Point annotations for photos:

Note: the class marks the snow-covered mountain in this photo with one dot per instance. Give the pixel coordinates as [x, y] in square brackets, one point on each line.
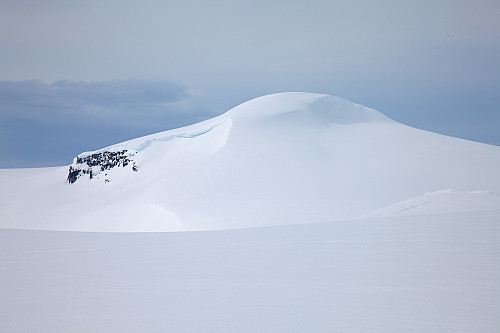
[286, 158]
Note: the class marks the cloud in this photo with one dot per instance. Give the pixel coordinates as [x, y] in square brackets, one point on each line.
[48, 123]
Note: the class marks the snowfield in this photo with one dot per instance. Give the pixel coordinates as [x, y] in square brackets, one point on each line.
[299, 213]
[280, 159]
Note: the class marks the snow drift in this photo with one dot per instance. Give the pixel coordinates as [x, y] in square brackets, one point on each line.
[279, 159]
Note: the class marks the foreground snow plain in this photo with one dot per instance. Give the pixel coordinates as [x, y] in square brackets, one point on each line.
[389, 274]
[363, 225]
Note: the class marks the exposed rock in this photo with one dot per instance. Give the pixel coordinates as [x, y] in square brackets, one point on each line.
[93, 164]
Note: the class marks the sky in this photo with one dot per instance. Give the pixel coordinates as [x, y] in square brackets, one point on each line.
[81, 75]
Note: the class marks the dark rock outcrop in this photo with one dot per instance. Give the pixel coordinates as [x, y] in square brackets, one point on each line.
[93, 164]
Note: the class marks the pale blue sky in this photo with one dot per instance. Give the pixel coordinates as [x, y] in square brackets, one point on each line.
[82, 75]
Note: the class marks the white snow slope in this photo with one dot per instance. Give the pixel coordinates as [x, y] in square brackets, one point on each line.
[280, 159]
[410, 240]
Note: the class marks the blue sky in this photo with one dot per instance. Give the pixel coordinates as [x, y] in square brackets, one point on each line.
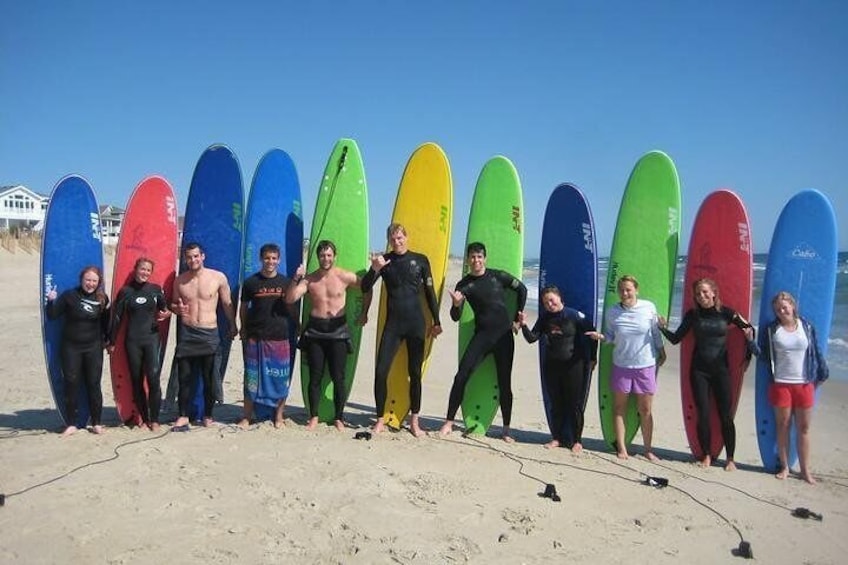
[751, 96]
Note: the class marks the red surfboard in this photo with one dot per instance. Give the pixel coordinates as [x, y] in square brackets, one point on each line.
[719, 249]
[149, 229]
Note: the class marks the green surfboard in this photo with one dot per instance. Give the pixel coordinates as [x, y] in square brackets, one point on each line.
[341, 215]
[645, 246]
[496, 220]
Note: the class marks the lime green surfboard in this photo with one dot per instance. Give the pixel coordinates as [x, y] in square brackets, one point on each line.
[645, 246]
[496, 220]
[341, 215]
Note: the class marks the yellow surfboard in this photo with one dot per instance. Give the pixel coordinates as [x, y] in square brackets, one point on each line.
[424, 205]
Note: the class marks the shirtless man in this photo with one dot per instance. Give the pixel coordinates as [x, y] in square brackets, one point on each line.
[326, 335]
[197, 292]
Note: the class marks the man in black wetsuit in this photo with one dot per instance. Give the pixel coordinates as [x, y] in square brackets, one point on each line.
[405, 274]
[485, 290]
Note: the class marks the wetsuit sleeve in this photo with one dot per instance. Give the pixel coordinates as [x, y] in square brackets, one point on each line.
[677, 336]
[430, 291]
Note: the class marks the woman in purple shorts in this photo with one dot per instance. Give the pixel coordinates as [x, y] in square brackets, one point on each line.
[631, 326]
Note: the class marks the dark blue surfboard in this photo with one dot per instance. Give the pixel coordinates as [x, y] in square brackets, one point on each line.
[274, 215]
[213, 218]
[568, 260]
[71, 240]
[802, 260]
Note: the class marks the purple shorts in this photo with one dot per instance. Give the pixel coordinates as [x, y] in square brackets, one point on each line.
[637, 381]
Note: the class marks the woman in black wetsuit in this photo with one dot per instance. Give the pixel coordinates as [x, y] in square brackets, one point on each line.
[710, 370]
[143, 304]
[85, 310]
[568, 351]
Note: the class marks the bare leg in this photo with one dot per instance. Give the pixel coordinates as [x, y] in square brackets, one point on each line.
[646, 419]
[782, 418]
[446, 428]
[619, 409]
[414, 426]
[803, 416]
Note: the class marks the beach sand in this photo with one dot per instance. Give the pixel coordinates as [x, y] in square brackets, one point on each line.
[223, 495]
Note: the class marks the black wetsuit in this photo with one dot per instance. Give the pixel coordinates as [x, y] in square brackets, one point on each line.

CHALLENGE: Repeat word for word each line from the one with "Note: the class marks the woman in black" to the end of the records above, inclusive.

FINAL RESULT:
Note: the class marks the woman in black wetsuit in this photo with one dot per instance. Give the pixel coordinates as [x, y] in square brackets, one point on each line.
[710, 370]
[143, 304]
[85, 310]
[568, 351]
Note: the class marks the bare leg in this photo with one dot per instance. Give the pixel coordinates as [x, y] in square brackets, one point on each line.
[646, 419]
[782, 418]
[446, 428]
[619, 409]
[414, 426]
[803, 416]
Note: the class marks the beach sand in this photo with one dot per instance. Give the pixel coordinates as [x, y] in square brackets, one point on each line.
[223, 495]
Note: the class marks the black wetsuit in this photo with one dot per instance. Give the pixel coordinates as [x, y] in square brackets, one point on each line.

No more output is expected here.